### What to produce
List each line in the material below that contains the word "black".

-- Start Stored rows --

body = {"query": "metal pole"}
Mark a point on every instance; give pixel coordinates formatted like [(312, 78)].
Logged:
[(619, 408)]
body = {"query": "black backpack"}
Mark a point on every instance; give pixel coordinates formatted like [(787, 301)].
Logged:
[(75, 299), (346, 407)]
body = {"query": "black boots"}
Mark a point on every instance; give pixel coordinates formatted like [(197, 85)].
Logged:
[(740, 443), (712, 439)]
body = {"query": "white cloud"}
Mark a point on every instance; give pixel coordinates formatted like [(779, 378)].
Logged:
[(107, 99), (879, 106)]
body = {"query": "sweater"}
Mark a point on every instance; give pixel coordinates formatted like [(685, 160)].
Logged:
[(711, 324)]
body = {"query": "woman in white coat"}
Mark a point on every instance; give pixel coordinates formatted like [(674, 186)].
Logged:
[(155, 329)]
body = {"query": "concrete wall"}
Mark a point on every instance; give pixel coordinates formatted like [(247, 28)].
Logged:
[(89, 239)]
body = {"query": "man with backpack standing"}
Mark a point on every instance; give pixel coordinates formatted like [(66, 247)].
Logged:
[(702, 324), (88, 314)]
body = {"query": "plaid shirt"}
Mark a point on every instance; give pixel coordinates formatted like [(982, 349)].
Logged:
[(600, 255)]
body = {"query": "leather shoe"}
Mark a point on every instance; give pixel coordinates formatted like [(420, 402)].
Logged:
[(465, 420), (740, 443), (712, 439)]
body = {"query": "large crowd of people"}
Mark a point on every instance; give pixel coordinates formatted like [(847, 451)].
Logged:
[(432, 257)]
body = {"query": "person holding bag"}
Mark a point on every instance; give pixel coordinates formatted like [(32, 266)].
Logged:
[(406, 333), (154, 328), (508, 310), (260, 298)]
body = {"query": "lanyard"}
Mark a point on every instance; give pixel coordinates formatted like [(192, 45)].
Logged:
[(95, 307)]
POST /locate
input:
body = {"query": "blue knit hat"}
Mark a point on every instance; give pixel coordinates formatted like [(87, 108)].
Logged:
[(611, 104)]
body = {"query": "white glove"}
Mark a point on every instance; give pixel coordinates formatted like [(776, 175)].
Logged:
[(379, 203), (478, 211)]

-- End Stored rows --
-- Start Stored rows --

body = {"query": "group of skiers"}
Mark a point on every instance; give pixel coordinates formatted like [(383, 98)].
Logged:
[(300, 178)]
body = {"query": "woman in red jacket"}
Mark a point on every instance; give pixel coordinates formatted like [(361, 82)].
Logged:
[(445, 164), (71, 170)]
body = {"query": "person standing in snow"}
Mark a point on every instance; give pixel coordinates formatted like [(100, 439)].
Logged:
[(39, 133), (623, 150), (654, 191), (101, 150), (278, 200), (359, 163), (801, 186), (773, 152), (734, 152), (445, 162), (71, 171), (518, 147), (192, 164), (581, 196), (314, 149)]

-- End Stored rows --

### Reply to the exercise
body = {"query": "black backpack"}
body = {"query": "black boots"}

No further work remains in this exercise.